:: Document segment ::

== == ==

From the publisher of Right-Wing Watch.
[My note: If you read this carefully you will note that one of
the endearing traits of Fascism is "Shapeshifting". It really has
no fixed ideology. It morphs to suit whatever society it infests.
It relies on popular opinion of whatever is 'wrong' about a
society and utilizes reactionary behavior to accomplish it's
goals. No political ideology is required. It's parasitic to
political ideologies using the (snigger) "Little Man"(Wilhelm
Reich) to make the "Big Man" bigger.]
http://www.wilhelmreichtrust.org/listen_little_man.pdf
A reading: https://www.youtube.com/watch?v=DeIgAlIxI0I
Originally published in 1997.
[Author’s Note: I am skeptical of efforts to produce a “definition” of fascism. As a dynamic historical current, fascism has taken many different forms, and has evolved dramatically in some ways. To understand what fascism has encompassed as a movement and a system of rule, we have to look at its historical context and development–as a form of counter-revolutionary politics that first arose in early twentieth-century Europe in response to rapid social upheaval, the devastation of World War I, and the Bolshevik Revolution. The following paragraphs are intended as an initial, open-ended sketch.]
Fascism is a form of extreme right-wing ideology that celebrates
the nation or the race as an organic community transcending all
other loyalties. It emphasizes a myth of national or racial
rebirth after a period of decline or destruction. To this end,
fascism calls for a “spiritual revolution” against signs of moral
decay such as individualism and materialism, and seeks to purge
“alien” forces and groups that threaten the organic community.
Fascism tends to celebrate masculinity, youth, mystical unity, and
the regenerative power of violence. Often, but not always, it
promotes racial superiority doctrines, ethnic persecution,
imperialist expansion, and genocide. At the same time, fascists
may embrace a form of internationalism based on either racial or
ideological solidarity across national boundaries. Usually fascism
espouses open male supremacy, though sometimes it may also promote
female solidarity and new opportunities for women of the
privileged nation or race.

== == ==

:: Material shown ::
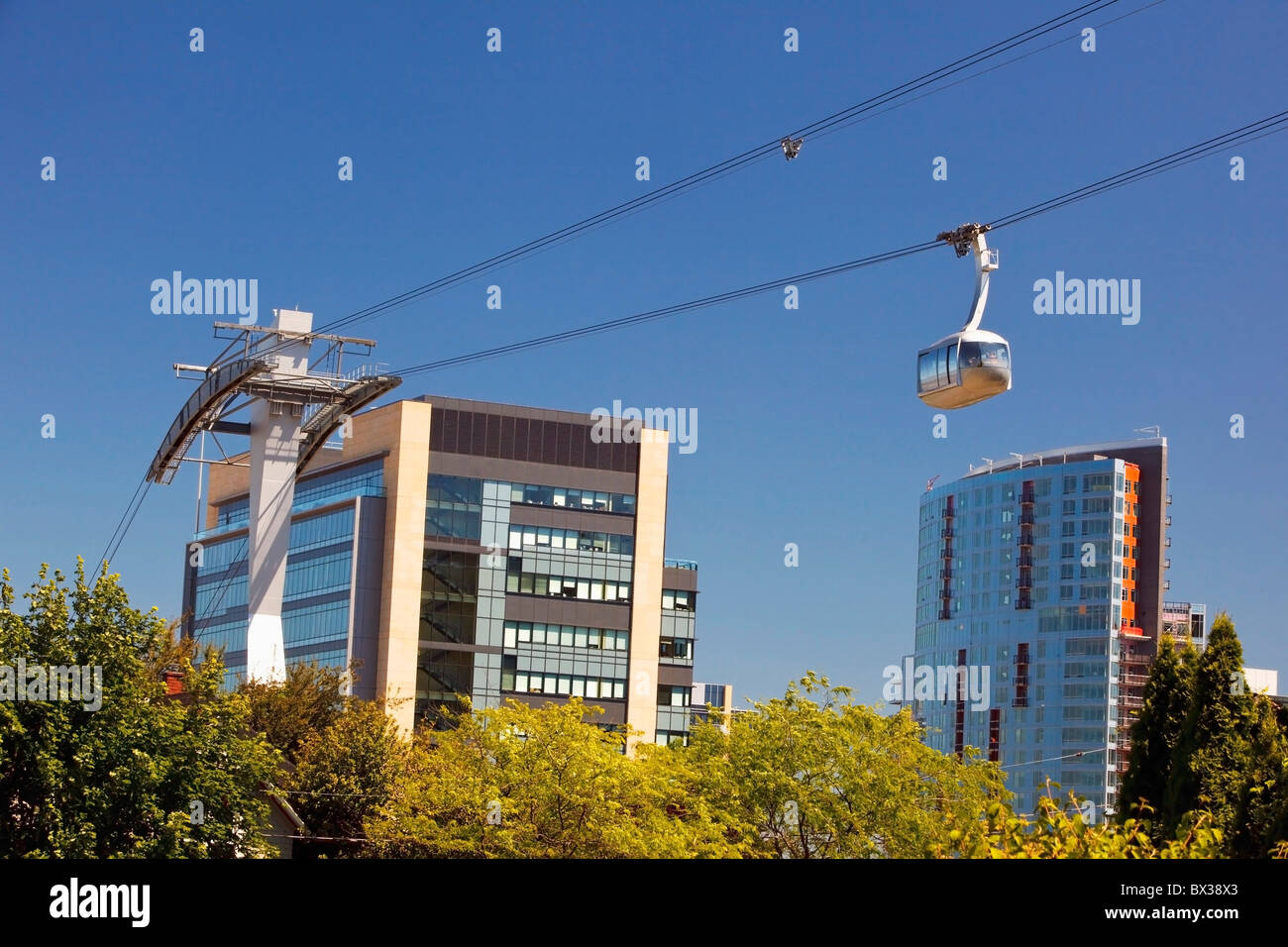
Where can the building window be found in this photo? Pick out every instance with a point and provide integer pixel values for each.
(678, 599)
(673, 696)
(675, 647)
(454, 506)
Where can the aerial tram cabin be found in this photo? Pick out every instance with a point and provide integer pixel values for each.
(971, 365)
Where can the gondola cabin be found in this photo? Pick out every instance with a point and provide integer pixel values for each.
(964, 368)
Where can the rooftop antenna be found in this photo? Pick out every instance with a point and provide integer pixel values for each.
(292, 411)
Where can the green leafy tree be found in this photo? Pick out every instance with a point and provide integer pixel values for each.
(1214, 750)
(814, 775)
(1060, 831)
(291, 711)
(120, 780)
(1168, 694)
(348, 770)
(1261, 821)
(520, 781)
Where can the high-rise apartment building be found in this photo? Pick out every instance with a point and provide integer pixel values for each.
(1039, 600)
(468, 548)
(1185, 621)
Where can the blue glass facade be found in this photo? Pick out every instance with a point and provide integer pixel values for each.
(1020, 579)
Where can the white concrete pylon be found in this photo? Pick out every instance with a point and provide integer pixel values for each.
(274, 446)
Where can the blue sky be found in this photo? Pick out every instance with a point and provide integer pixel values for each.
(223, 163)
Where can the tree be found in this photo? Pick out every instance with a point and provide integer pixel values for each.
(520, 781)
(1212, 754)
(812, 775)
(1168, 693)
(348, 770)
(1261, 819)
(1054, 832)
(138, 774)
(291, 711)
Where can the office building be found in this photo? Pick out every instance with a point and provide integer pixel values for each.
(468, 548)
(1042, 579)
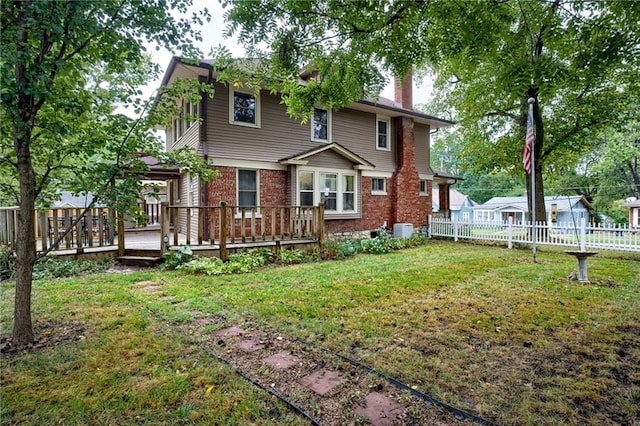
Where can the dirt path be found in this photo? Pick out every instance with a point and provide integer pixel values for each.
(323, 386)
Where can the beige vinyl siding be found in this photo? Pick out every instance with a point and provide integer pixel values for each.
(277, 138)
(421, 137)
(184, 201)
(356, 131)
(281, 136)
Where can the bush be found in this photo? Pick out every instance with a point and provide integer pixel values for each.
(7, 263)
(175, 258)
(266, 253)
(291, 256)
(203, 266)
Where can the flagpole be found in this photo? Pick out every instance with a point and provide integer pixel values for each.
(533, 181)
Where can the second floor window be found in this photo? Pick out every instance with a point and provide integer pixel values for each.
(423, 187)
(378, 185)
(244, 108)
(321, 125)
(383, 137)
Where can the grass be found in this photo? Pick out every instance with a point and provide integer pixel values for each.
(483, 328)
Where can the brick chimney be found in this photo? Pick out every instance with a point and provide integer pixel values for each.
(407, 205)
(404, 90)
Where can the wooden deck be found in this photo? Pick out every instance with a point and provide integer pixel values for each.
(208, 230)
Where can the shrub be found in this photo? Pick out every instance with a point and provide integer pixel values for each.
(175, 258)
(266, 253)
(291, 256)
(243, 262)
(7, 263)
(204, 266)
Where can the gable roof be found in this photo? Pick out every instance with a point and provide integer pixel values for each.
(184, 68)
(564, 203)
(302, 158)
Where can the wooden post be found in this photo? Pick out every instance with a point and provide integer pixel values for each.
(164, 225)
(120, 222)
(321, 230)
(44, 230)
(223, 231)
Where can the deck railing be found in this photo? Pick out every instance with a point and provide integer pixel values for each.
(577, 235)
(224, 224)
(62, 228)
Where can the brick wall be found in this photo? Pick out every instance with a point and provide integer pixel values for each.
(407, 204)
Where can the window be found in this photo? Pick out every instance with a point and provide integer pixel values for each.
(247, 188)
(348, 193)
(305, 185)
(378, 186)
(329, 188)
(321, 125)
(383, 139)
(336, 189)
(244, 108)
(423, 187)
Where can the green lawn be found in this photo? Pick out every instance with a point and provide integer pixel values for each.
(483, 328)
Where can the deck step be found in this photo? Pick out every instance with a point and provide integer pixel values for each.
(139, 260)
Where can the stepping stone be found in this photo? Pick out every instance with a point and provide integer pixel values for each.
(322, 381)
(251, 345)
(281, 361)
(227, 333)
(379, 409)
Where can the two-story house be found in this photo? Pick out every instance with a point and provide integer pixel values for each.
(368, 163)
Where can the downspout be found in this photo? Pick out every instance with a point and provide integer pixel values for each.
(205, 146)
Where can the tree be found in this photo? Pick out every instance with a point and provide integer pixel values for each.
(568, 55)
(55, 110)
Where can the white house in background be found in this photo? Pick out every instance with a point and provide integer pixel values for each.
(560, 208)
(460, 205)
(634, 212)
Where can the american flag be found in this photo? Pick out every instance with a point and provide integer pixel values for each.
(528, 144)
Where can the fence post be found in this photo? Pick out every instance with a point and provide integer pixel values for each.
(223, 231)
(455, 228)
(120, 223)
(320, 224)
(164, 226)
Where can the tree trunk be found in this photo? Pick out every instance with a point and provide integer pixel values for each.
(25, 245)
(540, 209)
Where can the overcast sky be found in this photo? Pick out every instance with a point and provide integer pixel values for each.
(212, 37)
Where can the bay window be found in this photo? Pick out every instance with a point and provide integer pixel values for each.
(336, 189)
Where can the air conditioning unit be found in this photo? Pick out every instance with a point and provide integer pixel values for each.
(402, 230)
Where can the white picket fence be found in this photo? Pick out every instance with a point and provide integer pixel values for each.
(578, 236)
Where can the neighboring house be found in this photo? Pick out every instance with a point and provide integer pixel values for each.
(460, 205)
(368, 163)
(568, 209)
(634, 213)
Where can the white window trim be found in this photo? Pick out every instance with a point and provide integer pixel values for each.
(329, 126)
(426, 187)
(339, 189)
(388, 121)
(384, 180)
(232, 91)
(238, 213)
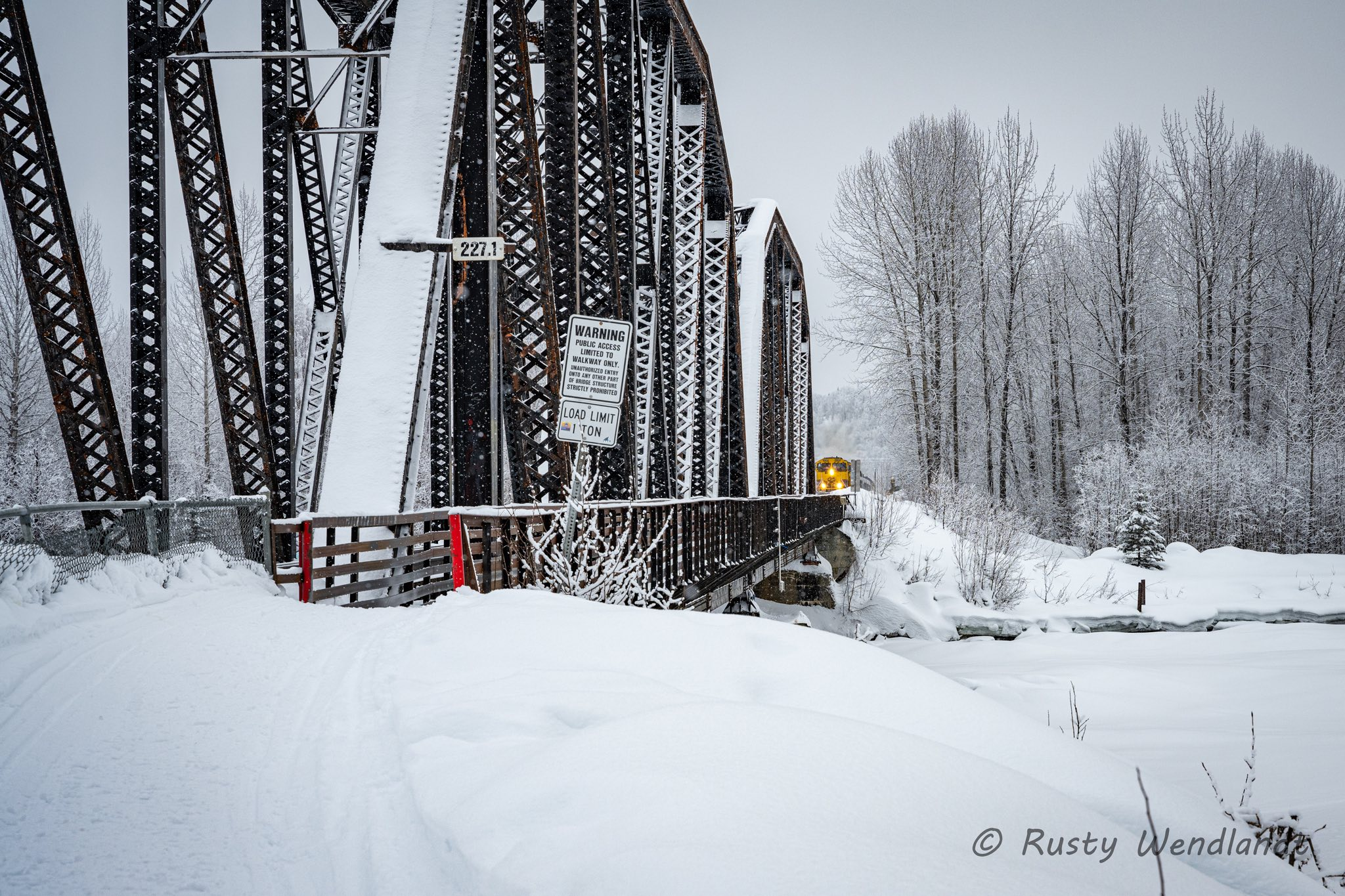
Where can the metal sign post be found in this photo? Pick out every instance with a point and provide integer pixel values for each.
(598, 354)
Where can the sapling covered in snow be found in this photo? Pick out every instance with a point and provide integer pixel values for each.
(1141, 540)
(609, 558)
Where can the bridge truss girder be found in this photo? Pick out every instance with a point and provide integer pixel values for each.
(611, 182)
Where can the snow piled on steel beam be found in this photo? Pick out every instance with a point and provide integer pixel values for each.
(752, 244)
(389, 295)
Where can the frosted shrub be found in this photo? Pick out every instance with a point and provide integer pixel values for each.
(1139, 538)
(993, 540)
(611, 557)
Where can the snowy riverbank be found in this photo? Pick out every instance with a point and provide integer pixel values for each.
(912, 587)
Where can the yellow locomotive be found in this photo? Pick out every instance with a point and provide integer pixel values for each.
(833, 475)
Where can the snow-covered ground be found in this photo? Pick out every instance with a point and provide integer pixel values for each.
(914, 587)
(213, 736)
(1169, 702)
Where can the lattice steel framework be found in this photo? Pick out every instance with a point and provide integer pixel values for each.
(715, 322)
(786, 396)
(688, 249)
(619, 209)
(277, 253)
(53, 272)
(148, 247)
(801, 390)
(198, 139)
(527, 305)
(651, 459)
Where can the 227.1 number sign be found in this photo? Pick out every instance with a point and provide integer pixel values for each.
(479, 249)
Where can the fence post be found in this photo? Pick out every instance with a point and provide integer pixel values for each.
(150, 519)
(268, 544)
(455, 539)
(305, 562)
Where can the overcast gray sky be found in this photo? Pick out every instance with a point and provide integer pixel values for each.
(806, 85)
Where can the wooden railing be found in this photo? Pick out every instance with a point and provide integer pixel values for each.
(395, 561)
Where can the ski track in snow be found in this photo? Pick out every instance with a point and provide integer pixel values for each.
(228, 740)
(305, 746)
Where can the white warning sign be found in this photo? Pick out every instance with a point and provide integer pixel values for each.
(595, 360)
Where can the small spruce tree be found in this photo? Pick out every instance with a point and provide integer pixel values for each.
(1141, 540)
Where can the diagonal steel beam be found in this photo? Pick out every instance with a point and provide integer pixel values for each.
(198, 139)
(53, 272)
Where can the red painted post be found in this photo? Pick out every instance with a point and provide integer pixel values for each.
(455, 536)
(305, 562)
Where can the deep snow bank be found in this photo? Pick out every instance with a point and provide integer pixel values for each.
(229, 740)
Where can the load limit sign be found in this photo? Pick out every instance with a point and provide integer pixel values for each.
(594, 381)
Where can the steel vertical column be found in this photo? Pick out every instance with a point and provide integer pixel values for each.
(560, 155)
(148, 261)
(198, 137)
(314, 403)
(598, 228)
(530, 331)
(277, 257)
(474, 463)
(53, 272)
(715, 316)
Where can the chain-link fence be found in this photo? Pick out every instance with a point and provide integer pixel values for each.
(78, 538)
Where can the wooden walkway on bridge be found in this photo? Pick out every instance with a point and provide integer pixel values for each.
(712, 551)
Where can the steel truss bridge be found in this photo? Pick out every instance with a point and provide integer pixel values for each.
(584, 132)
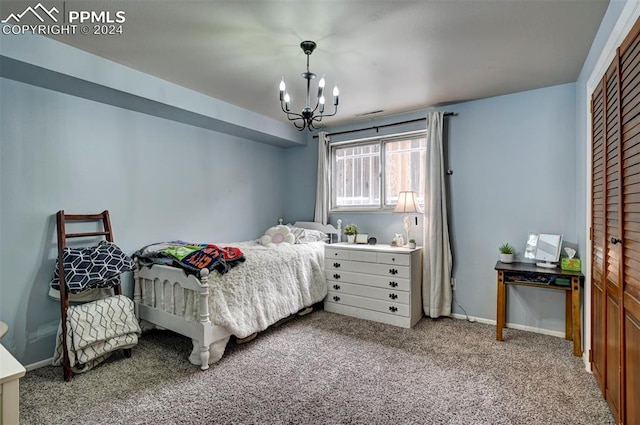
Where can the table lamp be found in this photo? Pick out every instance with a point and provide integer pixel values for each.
(407, 203)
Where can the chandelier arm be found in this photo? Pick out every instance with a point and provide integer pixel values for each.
(289, 114)
(335, 111)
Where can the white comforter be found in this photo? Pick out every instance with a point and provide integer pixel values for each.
(273, 283)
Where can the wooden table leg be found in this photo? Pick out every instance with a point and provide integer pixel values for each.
(575, 304)
(501, 307)
(568, 316)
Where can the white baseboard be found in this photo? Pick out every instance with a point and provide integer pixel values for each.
(38, 365)
(511, 325)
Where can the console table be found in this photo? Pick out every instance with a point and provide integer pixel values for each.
(527, 274)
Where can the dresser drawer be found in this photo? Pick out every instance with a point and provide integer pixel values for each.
(389, 307)
(368, 268)
(340, 254)
(386, 282)
(381, 294)
(399, 259)
(368, 257)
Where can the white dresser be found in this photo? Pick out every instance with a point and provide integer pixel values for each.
(10, 372)
(375, 282)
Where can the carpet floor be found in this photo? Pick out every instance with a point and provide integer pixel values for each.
(325, 368)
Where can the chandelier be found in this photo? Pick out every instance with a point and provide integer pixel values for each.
(309, 116)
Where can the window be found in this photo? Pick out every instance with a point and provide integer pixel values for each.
(369, 174)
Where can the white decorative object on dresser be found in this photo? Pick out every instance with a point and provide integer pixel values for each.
(375, 282)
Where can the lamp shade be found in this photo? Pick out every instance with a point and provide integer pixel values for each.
(407, 203)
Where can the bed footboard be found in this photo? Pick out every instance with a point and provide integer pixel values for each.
(169, 298)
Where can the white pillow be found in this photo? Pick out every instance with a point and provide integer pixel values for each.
(308, 235)
(277, 235)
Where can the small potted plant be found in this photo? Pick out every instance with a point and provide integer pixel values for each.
(351, 230)
(506, 253)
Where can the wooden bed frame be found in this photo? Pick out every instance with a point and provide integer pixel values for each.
(161, 307)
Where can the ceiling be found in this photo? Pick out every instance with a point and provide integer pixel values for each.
(390, 56)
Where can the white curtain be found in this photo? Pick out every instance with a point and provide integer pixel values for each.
(321, 214)
(436, 274)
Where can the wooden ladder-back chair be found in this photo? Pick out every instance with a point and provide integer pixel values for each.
(62, 220)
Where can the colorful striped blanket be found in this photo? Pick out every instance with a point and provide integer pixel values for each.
(189, 256)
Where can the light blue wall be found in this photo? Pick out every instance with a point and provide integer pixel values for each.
(160, 180)
(582, 99)
(513, 159)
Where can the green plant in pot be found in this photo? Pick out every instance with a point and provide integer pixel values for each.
(351, 230)
(506, 253)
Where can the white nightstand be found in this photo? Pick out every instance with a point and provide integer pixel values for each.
(375, 282)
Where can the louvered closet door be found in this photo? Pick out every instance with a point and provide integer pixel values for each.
(630, 247)
(615, 238)
(597, 240)
(612, 234)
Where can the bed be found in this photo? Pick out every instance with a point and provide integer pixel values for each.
(277, 279)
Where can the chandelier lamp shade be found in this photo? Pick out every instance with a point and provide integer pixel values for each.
(309, 116)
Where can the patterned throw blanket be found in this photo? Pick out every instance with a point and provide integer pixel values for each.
(89, 268)
(95, 330)
(191, 257)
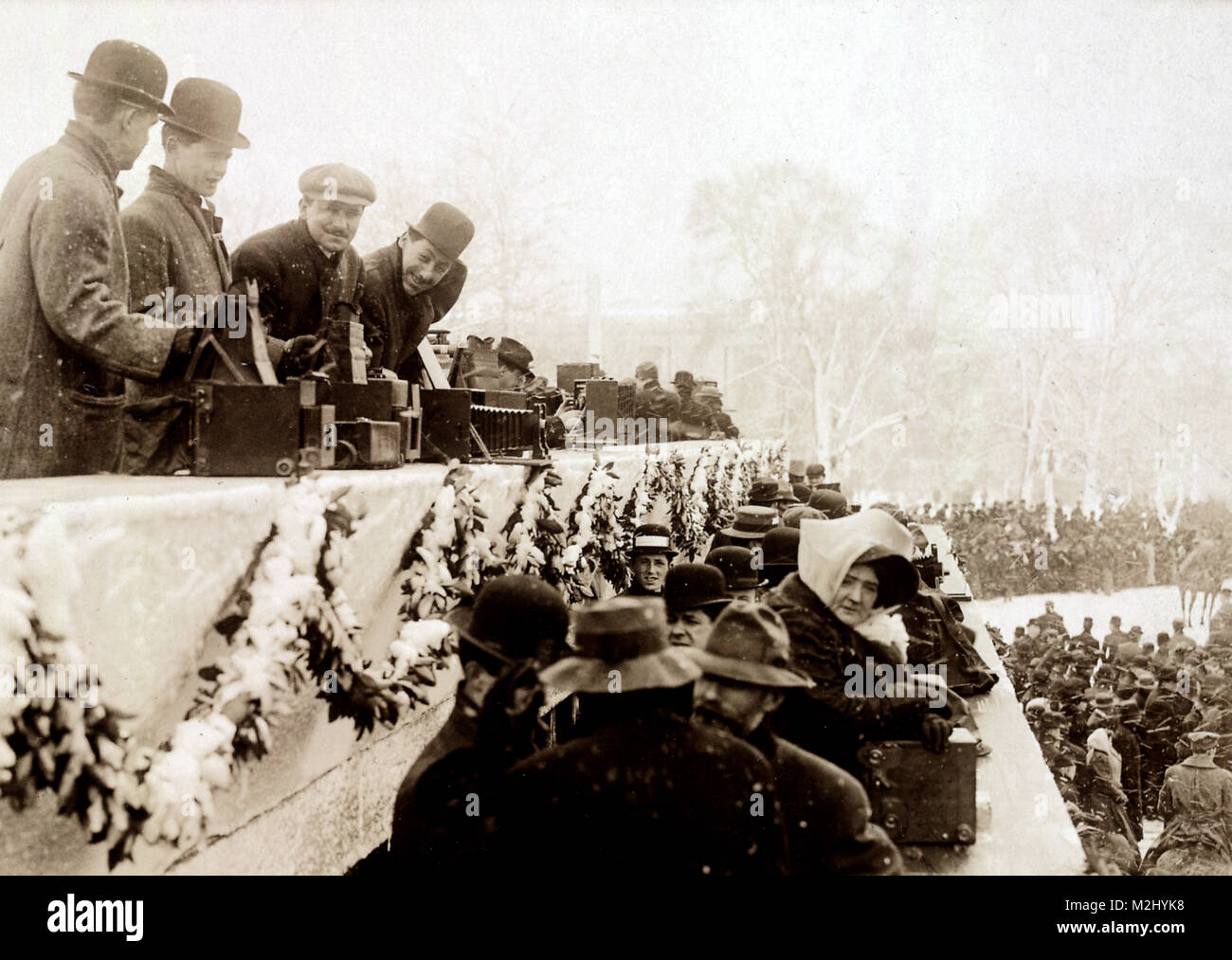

== == ==

:: Prompt A ::
According to the text on fascism above, what does fascism seek to purge?
:: Prompt B ::
Please copy the passage on fascism above word for word, starting at "[My note: If" and ending at "published in 1997.".
:: Prompt C ::
Write what comes next in the text on fascism, picking up right after its last sentence.

:: Right answer A ::
"Alien" forces and groups that threaten the organic community.

:: Right answer B ::
[My note: If you read this carefully you will note that one of
the endearing traits of Fascism is "Shapeshifting". It really has
no fixed ideology. It morphs to suit whatever society it infests.
It relies on popular opinion of whatever is 'wrong' about a
society and utilizes reactionary behavior to accomplish it's
goals. No political ideology is required. It's parasitic to
political ideologies using the (snigger) "Little Man"(Wilhelm
Reich) to make the "Big Man" bigger.]
http://www.wilhelmreichtrust.org/listen_little_man.pdf
A reading: https://www.youtube.com/watch?v=DeIgAlIxI0I
Originally published in 1997.

:: Right answer C ::
Fascism’s approach to politics is both populist–in that it seeks
to activate “the people” as a whole against perceived oppressors
or enemies–and elitist–in that it treats the people’s will as
embodied in a select group, or often one supreme leader, from whom
authority proceeds downward. Fascism seeks to organize a cadre-led
mass movement in a drive to seize state power. It seeks to
forcibly subordinate all spheres of society to its ideological
vision of organic community, usually through a totalitarian state.
Both as a movement and a regime, fascism uses mass organizations
as a system of integration and control, and uses organized
violence to suppress opposition, although the scale of violence
varies widely.
Fascism is hostile to Marxism, liberalism, and conservatism, yet
it borrows concepts and practices from all three. Fascism rejects
the principles of class struggle and workers’ internationalism as
threats to national or racial unity, yet it often exploits real
grievances against capitalists and landowners through ethnic
scapegoating or radical-sounding conspiracy theories. Fascism
rejects the liberal doctrines of individual autonomy and rights,
political pluralism, and representative government, yet it
advocates broad popular participation in politics and may use
parliamentary channels in its drive to power. Its vision of a “new
order” clashes with the conservative attachment to tradition-based
institutions and hierarchies, yet fascism often romanticizes the
past as inspiration for national rebirth.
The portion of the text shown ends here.